--- START ---

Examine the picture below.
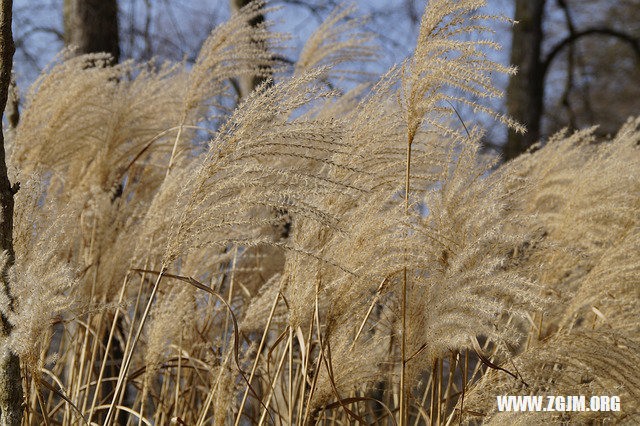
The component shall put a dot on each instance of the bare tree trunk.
(525, 93)
(10, 380)
(92, 26)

--- END ---

Exercise description: Please retype every record shown above, exactly as written, but without pictures.

Your solution:
Examine the picture below.
The component shall put a dot on each instance of the bare tree trunk.
(525, 93)
(10, 380)
(92, 26)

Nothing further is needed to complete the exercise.